* **Extracted material**

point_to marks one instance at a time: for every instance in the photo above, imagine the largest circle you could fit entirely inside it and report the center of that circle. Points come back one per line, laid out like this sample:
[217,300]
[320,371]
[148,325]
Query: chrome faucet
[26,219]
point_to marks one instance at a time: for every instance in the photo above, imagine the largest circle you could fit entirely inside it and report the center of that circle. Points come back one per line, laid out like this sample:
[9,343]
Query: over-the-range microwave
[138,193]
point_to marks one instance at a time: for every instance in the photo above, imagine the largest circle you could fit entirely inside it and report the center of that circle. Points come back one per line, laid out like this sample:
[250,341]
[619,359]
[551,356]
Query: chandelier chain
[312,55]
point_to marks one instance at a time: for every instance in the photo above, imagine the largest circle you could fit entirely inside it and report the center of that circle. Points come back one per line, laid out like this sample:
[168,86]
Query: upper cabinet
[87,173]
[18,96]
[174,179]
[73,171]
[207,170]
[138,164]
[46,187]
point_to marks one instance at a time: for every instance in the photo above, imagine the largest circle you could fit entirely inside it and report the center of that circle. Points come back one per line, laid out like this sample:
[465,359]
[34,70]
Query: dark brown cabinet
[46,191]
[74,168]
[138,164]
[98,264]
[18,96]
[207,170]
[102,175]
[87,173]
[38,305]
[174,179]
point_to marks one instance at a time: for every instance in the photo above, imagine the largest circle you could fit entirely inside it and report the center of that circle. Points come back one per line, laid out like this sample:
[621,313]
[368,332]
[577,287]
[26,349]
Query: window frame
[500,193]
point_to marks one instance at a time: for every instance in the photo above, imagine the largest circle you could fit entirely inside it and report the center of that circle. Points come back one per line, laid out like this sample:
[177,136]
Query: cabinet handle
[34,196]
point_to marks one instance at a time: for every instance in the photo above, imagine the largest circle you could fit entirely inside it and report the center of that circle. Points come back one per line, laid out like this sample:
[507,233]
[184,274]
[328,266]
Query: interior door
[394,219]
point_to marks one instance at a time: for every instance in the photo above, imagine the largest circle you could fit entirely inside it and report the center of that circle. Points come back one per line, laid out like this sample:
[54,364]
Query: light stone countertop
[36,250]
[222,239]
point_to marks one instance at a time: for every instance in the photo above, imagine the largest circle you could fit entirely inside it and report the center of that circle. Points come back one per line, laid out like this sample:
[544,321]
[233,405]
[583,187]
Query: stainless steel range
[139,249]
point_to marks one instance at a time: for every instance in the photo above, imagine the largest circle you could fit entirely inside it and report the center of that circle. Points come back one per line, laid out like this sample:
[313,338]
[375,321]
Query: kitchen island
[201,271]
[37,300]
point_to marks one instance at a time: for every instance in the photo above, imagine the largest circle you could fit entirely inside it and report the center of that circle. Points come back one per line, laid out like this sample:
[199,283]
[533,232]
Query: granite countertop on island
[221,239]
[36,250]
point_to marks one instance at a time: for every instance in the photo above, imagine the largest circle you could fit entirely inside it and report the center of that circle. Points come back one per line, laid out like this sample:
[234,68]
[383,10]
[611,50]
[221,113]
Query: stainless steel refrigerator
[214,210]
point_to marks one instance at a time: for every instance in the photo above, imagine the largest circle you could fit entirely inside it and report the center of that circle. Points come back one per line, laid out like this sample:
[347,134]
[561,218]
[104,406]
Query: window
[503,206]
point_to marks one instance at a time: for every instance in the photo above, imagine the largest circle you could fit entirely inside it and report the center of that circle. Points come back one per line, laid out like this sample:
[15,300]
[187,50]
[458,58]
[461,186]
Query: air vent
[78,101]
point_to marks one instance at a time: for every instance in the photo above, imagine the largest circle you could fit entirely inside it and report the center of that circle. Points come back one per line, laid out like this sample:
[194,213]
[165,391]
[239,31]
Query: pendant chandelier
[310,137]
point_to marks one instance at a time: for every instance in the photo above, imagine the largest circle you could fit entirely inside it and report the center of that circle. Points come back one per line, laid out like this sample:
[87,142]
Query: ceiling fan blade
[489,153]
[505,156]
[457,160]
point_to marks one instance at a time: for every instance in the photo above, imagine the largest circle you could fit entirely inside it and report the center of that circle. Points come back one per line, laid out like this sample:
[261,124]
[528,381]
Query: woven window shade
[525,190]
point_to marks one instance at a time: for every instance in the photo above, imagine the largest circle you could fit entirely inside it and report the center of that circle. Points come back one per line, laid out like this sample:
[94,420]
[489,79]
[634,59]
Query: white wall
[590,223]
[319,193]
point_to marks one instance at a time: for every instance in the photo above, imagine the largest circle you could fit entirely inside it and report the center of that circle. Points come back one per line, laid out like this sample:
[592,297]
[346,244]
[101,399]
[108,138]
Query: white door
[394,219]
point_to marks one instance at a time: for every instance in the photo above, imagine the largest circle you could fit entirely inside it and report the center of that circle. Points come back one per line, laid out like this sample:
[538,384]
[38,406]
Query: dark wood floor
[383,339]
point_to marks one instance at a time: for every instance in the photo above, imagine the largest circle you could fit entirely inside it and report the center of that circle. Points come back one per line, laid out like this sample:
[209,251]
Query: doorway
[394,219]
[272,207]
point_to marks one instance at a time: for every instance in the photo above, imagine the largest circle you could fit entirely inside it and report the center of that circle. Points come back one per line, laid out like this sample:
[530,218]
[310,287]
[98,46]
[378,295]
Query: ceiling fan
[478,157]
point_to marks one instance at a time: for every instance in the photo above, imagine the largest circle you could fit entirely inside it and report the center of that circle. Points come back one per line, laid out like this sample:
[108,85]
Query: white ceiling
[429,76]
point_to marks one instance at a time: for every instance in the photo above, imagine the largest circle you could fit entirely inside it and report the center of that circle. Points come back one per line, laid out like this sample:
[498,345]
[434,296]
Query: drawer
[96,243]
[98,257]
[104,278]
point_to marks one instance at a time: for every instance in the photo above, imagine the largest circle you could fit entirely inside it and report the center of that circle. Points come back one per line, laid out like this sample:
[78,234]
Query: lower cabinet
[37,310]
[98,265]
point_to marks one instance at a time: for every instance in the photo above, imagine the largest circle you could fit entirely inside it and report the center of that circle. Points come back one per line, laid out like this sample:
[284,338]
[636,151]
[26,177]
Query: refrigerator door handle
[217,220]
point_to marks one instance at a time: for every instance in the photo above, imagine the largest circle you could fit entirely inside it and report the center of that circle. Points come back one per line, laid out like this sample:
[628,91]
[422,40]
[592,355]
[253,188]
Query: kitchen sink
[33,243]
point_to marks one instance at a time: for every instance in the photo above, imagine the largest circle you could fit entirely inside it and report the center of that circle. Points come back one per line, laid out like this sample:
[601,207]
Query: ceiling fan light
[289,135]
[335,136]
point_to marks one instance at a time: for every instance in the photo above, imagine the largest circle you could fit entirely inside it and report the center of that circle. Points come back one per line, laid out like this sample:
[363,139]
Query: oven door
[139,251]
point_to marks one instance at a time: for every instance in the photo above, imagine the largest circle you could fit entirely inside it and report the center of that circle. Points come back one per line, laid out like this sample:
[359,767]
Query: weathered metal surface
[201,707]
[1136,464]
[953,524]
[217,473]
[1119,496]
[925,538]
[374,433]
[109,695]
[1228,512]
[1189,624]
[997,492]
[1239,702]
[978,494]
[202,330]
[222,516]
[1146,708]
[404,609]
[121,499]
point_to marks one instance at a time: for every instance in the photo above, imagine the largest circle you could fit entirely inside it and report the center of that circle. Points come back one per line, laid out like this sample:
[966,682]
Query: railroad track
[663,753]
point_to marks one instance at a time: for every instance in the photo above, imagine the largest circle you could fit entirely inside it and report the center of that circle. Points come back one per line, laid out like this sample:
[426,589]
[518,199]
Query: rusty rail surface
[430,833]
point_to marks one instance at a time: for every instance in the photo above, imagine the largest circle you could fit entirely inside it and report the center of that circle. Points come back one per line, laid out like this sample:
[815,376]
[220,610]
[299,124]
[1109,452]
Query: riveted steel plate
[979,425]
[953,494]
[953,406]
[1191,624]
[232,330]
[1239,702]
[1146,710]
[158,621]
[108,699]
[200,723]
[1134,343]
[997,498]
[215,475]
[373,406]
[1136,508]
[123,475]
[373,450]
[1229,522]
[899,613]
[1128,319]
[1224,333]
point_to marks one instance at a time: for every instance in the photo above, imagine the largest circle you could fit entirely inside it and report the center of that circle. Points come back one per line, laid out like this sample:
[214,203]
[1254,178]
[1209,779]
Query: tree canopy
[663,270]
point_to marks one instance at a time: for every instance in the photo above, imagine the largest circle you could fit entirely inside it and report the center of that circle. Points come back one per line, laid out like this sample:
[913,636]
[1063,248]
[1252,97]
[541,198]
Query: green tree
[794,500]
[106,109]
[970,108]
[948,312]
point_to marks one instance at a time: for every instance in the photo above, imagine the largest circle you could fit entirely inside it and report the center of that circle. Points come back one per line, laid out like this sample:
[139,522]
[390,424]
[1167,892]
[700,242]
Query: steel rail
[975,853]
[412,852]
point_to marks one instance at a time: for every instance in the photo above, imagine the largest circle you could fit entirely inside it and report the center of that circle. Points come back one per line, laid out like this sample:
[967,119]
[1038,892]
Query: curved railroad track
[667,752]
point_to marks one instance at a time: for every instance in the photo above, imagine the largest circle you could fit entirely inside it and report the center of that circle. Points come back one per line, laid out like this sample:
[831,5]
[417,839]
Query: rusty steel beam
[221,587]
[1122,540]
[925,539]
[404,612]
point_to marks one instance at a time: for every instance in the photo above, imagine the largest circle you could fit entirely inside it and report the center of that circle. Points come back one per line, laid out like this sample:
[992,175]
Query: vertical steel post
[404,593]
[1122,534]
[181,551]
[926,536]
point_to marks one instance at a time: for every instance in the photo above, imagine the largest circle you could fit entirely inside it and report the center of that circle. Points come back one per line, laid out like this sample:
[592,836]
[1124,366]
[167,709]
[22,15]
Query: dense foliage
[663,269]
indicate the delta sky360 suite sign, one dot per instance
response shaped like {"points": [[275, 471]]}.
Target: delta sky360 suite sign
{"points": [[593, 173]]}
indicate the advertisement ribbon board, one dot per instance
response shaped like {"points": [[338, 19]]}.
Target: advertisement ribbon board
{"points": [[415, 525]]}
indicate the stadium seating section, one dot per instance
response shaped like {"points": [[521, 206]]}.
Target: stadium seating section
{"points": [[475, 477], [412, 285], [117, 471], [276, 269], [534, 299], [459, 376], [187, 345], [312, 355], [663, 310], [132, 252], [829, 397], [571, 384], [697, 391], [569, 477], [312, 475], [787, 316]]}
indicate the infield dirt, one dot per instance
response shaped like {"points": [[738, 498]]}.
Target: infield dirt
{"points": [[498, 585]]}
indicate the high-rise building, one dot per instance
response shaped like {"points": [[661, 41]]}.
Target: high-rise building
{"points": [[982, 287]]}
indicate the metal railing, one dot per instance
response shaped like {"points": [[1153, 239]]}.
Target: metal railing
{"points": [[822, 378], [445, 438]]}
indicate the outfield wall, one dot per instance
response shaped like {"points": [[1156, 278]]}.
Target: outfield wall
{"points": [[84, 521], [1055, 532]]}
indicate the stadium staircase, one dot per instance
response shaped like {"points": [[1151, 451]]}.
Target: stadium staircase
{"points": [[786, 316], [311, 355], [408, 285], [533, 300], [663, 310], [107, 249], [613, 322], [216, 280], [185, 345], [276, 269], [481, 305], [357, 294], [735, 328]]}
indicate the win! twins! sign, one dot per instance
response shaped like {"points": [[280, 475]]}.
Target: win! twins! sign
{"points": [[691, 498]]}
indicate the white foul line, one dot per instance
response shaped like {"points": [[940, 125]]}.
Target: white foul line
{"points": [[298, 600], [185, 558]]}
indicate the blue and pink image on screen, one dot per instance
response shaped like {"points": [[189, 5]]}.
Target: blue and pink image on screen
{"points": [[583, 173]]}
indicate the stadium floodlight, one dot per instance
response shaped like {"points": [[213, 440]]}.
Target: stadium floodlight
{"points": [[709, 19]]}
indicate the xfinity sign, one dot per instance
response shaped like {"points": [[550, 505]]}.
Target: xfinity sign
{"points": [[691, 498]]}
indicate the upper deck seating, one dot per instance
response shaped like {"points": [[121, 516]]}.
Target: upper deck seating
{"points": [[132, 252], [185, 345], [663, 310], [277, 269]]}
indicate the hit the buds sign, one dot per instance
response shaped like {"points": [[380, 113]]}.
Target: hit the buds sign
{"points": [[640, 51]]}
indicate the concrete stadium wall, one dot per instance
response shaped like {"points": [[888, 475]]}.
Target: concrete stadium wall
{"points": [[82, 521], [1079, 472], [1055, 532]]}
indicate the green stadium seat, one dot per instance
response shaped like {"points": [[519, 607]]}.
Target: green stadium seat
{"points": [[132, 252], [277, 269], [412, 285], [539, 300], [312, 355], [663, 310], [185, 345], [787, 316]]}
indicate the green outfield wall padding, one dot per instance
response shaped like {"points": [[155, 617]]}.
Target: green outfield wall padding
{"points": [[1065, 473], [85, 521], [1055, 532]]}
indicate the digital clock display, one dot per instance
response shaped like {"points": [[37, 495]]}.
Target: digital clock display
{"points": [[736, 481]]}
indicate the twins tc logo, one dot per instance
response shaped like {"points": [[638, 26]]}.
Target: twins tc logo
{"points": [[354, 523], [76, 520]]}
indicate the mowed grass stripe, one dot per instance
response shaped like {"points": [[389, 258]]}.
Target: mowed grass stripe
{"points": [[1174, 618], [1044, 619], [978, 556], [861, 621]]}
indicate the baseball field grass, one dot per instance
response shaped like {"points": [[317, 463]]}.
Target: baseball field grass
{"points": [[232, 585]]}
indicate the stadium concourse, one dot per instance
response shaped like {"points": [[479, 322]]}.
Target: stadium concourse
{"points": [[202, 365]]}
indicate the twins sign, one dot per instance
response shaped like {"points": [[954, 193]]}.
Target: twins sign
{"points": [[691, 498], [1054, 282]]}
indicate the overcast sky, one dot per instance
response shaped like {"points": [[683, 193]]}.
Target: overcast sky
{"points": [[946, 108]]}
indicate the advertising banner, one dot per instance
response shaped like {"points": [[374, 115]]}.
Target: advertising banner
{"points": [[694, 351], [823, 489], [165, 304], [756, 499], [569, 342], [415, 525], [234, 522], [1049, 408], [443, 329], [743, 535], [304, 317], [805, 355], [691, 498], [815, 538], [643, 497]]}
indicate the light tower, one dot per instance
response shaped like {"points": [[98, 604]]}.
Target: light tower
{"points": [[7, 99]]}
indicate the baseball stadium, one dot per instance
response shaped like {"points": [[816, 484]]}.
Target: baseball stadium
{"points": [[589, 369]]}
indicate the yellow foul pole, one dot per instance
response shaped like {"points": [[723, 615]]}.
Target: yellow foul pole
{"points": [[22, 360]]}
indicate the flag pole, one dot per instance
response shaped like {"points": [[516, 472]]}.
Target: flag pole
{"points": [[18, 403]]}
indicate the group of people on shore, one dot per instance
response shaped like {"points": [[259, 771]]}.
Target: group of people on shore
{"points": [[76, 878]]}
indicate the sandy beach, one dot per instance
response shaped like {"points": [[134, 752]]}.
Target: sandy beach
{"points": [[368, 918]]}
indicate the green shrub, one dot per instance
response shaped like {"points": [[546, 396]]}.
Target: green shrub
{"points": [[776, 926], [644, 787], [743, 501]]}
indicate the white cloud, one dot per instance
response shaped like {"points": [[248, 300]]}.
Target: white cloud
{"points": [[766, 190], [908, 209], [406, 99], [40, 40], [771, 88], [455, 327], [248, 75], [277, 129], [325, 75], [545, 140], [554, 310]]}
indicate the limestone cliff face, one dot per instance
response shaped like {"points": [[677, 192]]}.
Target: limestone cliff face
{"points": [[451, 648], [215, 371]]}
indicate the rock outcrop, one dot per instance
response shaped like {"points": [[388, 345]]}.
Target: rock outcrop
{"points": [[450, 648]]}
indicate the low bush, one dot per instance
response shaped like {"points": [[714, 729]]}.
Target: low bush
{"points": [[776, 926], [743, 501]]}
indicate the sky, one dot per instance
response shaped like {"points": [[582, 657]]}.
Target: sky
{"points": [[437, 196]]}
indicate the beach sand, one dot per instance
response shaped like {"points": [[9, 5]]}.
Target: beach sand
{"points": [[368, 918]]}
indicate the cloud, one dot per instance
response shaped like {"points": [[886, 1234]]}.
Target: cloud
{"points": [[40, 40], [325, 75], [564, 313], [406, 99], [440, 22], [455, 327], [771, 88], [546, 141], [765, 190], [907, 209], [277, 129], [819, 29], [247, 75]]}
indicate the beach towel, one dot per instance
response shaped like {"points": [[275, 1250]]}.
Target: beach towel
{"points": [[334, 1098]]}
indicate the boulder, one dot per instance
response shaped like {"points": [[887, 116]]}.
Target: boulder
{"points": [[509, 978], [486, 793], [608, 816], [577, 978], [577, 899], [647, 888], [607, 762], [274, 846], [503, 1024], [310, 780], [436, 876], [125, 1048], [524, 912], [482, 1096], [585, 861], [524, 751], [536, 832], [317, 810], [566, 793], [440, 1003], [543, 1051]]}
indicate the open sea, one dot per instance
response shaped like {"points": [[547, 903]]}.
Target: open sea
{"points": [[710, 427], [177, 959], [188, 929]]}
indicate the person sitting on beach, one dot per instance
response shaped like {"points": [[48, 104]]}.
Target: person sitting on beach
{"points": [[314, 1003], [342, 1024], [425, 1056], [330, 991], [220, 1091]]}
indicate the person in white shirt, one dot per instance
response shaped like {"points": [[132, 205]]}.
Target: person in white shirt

* **What you are asked to do**
Scan the records above for the word "shirt". Copy each line that has it.

* **Finished task**
indicate the person in white shirt, one dot per instance
Target: person in white shirt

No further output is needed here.